- _GIVEN RECORDS_:
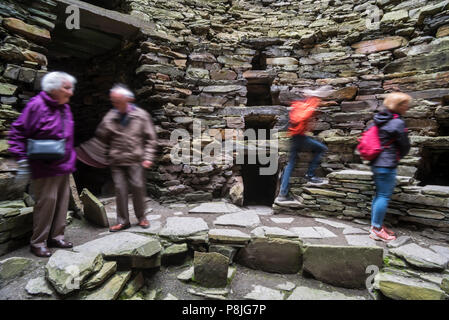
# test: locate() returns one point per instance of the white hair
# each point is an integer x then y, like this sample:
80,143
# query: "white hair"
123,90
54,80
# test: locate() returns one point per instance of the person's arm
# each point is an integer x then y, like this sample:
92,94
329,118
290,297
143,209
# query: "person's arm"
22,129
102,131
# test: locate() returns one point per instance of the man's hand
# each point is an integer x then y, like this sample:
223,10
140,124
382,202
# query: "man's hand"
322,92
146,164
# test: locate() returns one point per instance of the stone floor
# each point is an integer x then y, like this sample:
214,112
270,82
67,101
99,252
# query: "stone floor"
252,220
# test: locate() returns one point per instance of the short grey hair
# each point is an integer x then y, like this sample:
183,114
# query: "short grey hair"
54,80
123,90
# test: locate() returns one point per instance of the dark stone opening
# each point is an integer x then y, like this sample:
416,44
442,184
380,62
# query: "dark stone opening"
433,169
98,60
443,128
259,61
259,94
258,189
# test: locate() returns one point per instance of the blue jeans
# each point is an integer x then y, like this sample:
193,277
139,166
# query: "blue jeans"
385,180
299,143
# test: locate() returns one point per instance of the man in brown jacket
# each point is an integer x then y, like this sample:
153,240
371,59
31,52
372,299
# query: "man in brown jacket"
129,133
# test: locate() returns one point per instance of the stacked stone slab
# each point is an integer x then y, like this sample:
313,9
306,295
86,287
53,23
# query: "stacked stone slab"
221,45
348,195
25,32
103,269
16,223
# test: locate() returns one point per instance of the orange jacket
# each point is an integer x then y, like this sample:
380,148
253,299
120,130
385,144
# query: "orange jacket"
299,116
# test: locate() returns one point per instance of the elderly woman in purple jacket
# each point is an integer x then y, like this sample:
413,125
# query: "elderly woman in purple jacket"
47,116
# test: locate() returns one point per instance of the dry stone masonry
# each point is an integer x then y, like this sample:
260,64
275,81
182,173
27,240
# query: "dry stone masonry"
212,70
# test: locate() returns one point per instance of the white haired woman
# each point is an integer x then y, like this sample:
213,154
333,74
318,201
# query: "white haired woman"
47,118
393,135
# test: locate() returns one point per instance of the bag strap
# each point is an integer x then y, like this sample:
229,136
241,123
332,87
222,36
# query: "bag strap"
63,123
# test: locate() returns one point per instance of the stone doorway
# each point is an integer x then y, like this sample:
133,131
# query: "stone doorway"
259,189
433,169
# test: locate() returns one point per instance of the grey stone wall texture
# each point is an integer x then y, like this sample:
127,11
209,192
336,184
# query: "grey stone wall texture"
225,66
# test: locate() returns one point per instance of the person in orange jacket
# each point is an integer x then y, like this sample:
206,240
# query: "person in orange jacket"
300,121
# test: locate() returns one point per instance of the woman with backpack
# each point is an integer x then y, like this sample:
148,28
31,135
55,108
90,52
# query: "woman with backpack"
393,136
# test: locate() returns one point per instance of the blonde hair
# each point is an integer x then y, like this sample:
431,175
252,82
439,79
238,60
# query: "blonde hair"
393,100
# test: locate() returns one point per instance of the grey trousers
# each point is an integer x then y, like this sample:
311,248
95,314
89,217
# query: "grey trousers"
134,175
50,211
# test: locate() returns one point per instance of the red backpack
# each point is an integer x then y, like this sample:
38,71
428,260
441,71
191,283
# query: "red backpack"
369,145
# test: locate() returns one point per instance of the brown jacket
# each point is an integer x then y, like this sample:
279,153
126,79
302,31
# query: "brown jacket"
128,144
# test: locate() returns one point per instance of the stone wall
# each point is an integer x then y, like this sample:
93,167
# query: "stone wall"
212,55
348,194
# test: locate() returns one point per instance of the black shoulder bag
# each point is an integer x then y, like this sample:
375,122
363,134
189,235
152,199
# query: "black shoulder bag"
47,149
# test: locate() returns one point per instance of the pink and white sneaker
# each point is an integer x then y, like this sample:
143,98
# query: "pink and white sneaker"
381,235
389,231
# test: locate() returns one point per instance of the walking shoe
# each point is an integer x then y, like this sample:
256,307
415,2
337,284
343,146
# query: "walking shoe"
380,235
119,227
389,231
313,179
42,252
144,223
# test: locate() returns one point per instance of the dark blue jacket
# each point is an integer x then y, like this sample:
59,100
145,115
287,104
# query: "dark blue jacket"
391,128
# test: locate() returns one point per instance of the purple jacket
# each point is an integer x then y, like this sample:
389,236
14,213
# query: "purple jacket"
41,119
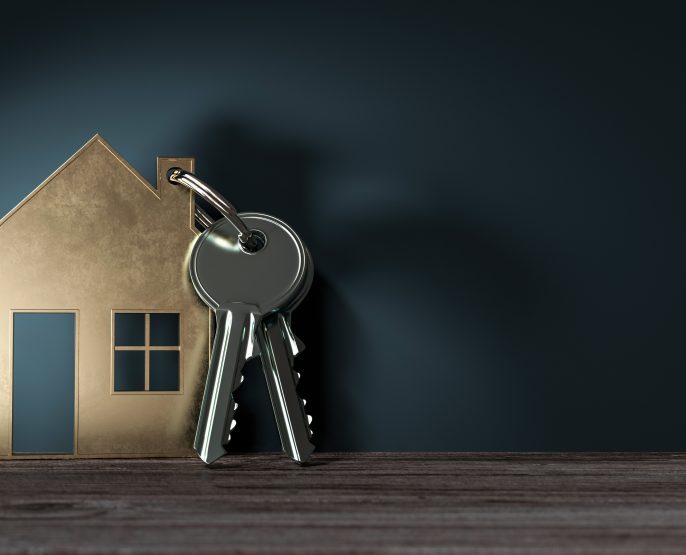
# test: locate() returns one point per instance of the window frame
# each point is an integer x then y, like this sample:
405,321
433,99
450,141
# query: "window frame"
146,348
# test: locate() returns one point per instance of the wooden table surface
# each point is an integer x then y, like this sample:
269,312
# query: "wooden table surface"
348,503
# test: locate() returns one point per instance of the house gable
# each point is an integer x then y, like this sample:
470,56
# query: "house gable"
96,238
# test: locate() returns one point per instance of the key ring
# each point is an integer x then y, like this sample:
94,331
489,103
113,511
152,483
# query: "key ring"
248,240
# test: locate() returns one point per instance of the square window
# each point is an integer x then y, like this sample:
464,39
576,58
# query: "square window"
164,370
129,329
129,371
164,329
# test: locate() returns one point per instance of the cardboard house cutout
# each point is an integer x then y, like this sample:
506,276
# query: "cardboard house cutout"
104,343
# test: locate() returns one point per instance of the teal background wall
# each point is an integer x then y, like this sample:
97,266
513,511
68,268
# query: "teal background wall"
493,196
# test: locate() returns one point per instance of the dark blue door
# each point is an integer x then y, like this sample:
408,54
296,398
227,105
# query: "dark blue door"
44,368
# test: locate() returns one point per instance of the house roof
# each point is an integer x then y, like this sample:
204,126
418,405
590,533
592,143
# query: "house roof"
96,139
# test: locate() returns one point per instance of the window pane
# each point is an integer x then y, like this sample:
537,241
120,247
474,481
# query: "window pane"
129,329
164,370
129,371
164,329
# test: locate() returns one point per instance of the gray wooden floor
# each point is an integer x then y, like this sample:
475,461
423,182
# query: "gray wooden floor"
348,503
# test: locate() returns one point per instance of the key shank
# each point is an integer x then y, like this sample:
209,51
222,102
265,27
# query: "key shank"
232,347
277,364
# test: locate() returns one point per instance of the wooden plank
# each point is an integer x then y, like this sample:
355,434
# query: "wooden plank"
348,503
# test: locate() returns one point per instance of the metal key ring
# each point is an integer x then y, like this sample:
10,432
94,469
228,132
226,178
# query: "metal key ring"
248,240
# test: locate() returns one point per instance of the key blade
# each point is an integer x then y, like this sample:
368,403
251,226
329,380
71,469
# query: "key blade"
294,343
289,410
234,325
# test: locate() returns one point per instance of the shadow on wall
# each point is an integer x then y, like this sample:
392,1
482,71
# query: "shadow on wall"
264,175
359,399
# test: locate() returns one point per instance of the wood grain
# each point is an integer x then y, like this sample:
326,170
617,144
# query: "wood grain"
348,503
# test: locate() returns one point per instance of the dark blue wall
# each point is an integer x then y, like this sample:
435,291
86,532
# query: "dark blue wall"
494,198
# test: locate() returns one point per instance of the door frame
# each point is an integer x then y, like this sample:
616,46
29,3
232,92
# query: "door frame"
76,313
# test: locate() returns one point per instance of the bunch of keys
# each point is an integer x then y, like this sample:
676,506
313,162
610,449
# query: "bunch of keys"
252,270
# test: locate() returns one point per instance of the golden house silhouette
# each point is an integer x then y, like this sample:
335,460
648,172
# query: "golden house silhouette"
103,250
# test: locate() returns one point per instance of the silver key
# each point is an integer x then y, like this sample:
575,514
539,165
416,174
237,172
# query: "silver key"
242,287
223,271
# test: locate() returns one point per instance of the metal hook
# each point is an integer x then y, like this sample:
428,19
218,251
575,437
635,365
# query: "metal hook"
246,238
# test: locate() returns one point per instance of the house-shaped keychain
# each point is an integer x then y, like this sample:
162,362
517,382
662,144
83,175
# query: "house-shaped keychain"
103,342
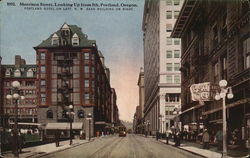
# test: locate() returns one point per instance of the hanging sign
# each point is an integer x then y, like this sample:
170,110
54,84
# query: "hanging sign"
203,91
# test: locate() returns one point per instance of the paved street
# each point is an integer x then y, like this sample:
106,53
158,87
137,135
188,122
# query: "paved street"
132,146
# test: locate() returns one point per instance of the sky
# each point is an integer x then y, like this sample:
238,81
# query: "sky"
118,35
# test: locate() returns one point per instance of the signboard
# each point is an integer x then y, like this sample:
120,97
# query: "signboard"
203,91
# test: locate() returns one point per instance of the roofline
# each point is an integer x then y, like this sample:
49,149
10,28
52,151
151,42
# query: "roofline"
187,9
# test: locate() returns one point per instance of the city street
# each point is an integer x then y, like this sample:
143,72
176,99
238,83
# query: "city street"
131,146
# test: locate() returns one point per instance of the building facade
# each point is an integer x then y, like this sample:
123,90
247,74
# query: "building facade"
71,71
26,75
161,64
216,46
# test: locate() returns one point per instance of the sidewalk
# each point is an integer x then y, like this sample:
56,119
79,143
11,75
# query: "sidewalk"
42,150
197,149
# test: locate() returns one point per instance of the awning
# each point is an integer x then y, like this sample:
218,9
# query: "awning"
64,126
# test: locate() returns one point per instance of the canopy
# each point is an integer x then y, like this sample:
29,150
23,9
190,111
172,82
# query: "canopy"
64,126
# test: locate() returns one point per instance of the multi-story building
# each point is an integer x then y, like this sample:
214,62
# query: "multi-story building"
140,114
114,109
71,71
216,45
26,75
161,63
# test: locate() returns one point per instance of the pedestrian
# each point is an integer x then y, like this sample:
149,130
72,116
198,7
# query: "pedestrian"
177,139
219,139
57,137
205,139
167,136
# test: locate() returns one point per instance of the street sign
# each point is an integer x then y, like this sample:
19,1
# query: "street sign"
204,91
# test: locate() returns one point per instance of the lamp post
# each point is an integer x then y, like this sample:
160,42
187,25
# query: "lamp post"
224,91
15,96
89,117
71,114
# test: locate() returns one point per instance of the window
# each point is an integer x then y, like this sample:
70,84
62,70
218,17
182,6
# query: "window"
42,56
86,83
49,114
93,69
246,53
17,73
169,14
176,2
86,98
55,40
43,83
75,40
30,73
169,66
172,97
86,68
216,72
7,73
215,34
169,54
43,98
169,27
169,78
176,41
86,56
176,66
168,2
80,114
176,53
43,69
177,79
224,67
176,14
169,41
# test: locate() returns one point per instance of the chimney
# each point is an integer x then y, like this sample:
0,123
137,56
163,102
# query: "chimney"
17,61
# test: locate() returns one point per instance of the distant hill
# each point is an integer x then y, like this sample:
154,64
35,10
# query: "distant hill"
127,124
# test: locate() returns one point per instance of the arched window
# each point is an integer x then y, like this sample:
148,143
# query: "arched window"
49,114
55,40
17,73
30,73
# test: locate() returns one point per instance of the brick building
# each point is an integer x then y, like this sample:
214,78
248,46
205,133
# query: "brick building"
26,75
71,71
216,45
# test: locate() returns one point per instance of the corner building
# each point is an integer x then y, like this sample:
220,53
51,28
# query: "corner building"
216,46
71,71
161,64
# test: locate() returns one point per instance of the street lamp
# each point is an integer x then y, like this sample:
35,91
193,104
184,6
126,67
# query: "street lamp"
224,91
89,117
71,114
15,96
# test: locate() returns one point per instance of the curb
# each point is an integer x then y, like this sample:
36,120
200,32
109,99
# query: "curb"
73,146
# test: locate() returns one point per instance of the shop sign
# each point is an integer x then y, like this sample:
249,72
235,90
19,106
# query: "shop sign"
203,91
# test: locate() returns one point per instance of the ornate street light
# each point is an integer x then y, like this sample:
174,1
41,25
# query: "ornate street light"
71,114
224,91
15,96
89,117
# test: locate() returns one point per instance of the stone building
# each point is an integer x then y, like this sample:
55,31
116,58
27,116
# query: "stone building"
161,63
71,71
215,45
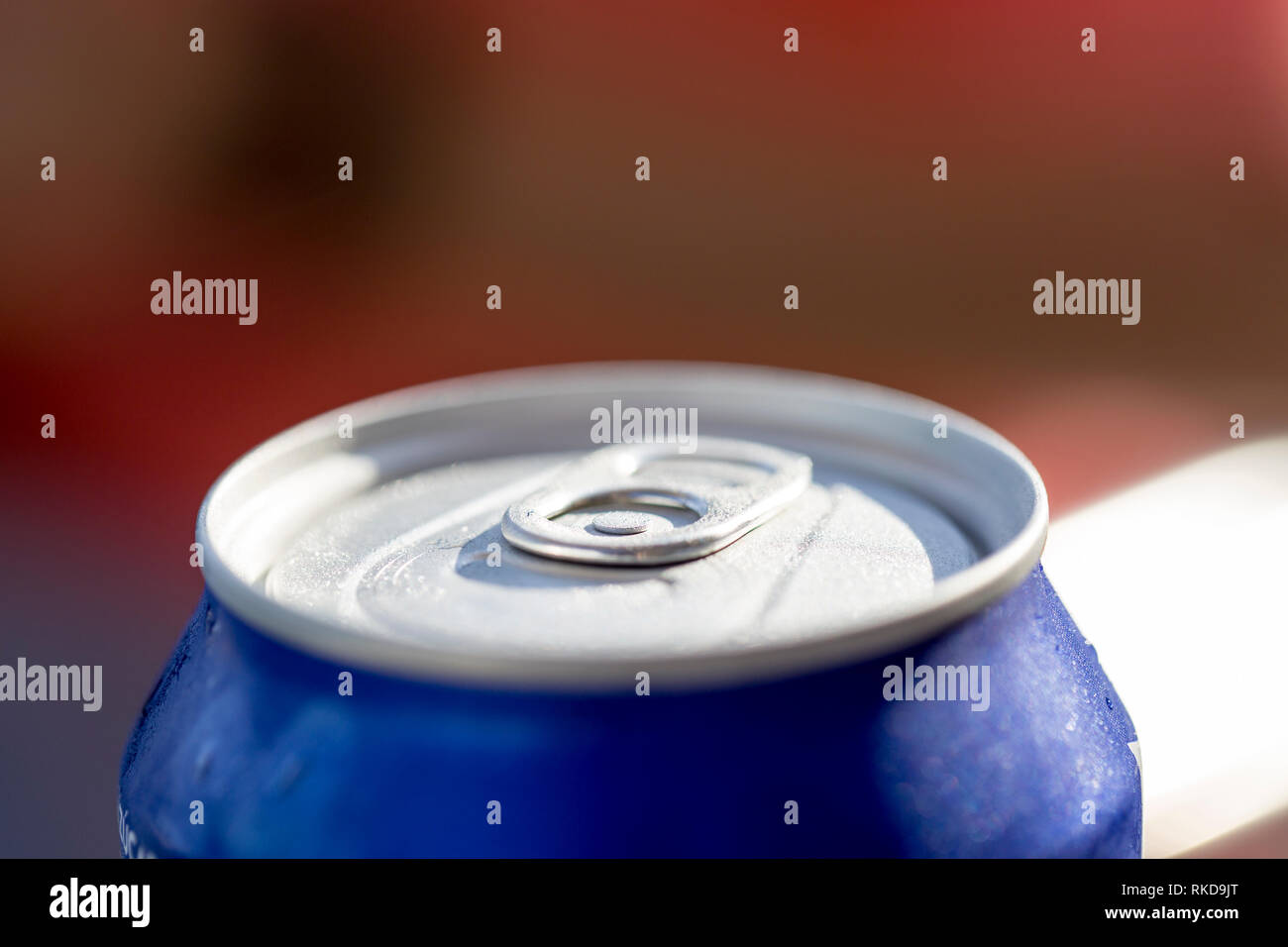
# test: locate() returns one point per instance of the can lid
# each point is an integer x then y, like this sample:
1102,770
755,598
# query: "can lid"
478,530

- _WHAT IS BEING ASKED_: Extract only the lines from the line containing "the street lamp" through the final line of the listing above, unchanged; pictures stay out of the copy.

- _COMPLETE OUTPUT_:
# test: locate() returns one point per instance of the street lamp
# each point is an integer x then y, like this sample:
35,91
193,104
184,6
126,67
# query: "street lamp"
224,91
89,117
71,114
15,96
# test: locate() returns one point per instance of the curb
# each point is an integer x then y, like this sample:
36,120
200,32
109,99
# query: "curb"
73,146
# test: locate() returns one point per instance of the shop sign
# each point is an integer x then y, like this sample:
249,72
235,90
19,106
# query: "shop sign"
203,91
# test: locate() returns one point per instance of the ornate street light
# each point is an integer x then y, like this sample:
174,1
41,25
# query: "ornate street light"
71,114
224,91
15,96
89,117
# test: locate() returns one point per instance of the stone building
# each point is an integer x then y, like this sample:
55,31
116,58
27,116
# query: "stone building"
161,63
71,71
215,45
# test: locate() returns one point per instance of the can lid
# each point is an integer x then y, like this sample:
1102,770
755,598
# query: "can lid"
478,530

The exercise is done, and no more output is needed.